**Task requirements:** Can you recast every line of the listing below as a Markdown table with the columns "Row" and "Listing line", numbering the rows in order and leaving out blank lines?

-- Start of Provided records --

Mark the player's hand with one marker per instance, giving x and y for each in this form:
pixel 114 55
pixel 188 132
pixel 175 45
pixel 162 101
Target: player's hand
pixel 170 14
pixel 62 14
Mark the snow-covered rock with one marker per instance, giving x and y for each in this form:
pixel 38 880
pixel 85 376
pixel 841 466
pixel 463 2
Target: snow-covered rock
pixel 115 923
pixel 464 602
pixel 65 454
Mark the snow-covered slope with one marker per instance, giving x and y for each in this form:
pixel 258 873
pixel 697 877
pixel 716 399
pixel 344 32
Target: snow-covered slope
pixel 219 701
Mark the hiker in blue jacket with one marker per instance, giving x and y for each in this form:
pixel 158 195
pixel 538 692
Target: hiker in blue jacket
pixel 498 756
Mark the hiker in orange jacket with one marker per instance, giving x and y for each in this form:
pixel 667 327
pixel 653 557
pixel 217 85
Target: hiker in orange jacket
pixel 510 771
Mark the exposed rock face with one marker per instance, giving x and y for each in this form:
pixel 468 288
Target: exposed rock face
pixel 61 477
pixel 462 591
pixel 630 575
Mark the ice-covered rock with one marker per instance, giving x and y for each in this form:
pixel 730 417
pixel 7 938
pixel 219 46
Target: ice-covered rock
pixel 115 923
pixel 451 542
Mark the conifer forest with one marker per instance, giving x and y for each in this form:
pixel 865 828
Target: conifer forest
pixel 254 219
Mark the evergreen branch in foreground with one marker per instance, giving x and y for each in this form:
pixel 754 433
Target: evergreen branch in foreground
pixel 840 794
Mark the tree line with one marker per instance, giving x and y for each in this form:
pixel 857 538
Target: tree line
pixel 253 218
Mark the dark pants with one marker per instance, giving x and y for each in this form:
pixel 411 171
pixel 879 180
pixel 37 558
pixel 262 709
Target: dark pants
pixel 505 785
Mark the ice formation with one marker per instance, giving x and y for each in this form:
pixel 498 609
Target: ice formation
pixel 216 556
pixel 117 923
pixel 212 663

-- End of Provided records --

**Result of the task:**
| Row | Listing line |
|---|---|
| 1 | Mark the player's hand with one marker per instance, giving x and y for each in this form: |
| 2 | pixel 114 55 |
| 3 | pixel 188 132 |
| 4 | pixel 175 45 |
| 5 | pixel 162 101 |
| 6 | Target: player's hand |
| 7 | pixel 170 14 |
| 8 | pixel 62 14 |
| 9 | Mark the snow-covered rock with one marker per instance, giving x and y for each in this form: |
| 10 | pixel 38 880 |
| 11 | pixel 85 376 |
| 12 | pixel 841 466 |
| 13 | pixel 463 2 |
| 14 | Target: snow-covered rock |
| 15 | pixel 115 923 |
| 16 | pixel 464 602 |
| 17 | pixel 65 454 |
| 18 | Mark the snow-covered slope with one marker per instance, giving x and y for each in this form: |
| 19 | pixel 258 873 |
| 20 | pixel 697 877 |
| 21 | pixel 716 399 |
| 22 | pixel 344 32 |
| 23 | Target: snow-covered slope |
| 24 | pixel 219 701 |
| 25 | Mark the hiker in blue jacket with one marker per instance, giving x and y for each in this form: |
| 26 | pixel 158 195 |
| 27 | pixel 538 692 |
| 28 | Target: hiker in blue jacket |
| 29 | pixel 498 756 |
| 30 | Mark the hiker in orange jacket with one marker per instance, giving x and y for each in this form: |
| 31 | pixel 667 327 |
| 32 | pixel 653 557 |
| 33 | pixel 217 85 |
| 34 | Target: hiker in orange jacket |
| 35 | pixel 510 771 |
| 36 | Mark the exposed rock face with one marker per instance, giving x and y for each in this form: |
| 37 | pixel 468 288 |
| 38 | Target: exposed rock face |
| 39 | pixel 61 477 |
| 40 | pixel 462 591 |
| 41 | pixel 630 575 |
| 42 | Mark the ice-covered rock with one marker per instance, giving x and y for each in this form: |
| 43 | pixel 730 417 |
| 44 | pixel 7 938 |
| 45 | pixel 219 46 |
| 46 | Target: ice-covered rock |
| 47 | pixel 115 923 |
| 48 | pixel 451 542 |
| 49 | Mark the conifer forest with one marker per instance, giving x and y for each in this form: |
| 50 | pixel 865 828 |
| 51 | Target: conifer forest |
| 52 | pixel 254 219 |
| 53 | Mark the evergreen branch in foreground with one marker per instance, giving x and y for each in this form: |
| 54 | pixel 754 433 |
| 55 | Target: evergreen branch in foreground |
| 56 | pixel 840 794 |
| 57 | Mark the tree line with one marker per instance, giving x and y for each in this form: |
| 58 | pixel 857 538 |
| 59 | Target: tree line |
| 60 | pixel 253 218 |
| 61 | Mark the dark pants with one marker per instance, giving x and y for each in this form: |
| 62 | pixel 411 171 |
| 63 | pixel 879 180 |
| 64 | pixel 37 558 |
| 65 | pixel 262 709 |
| 66 | Target: dark pants |
| 67 | pixel 505 785 |
| 68 | Mark the ice formation with one marker per instance, giving x and y for each in this form: |
| 69 | pixel 498 609 |
| 70 | Target: ice formation |
| 71 | pixel 216 556 |
| 72 | pixel 117 923 |
| 73 | pixel 212 663 |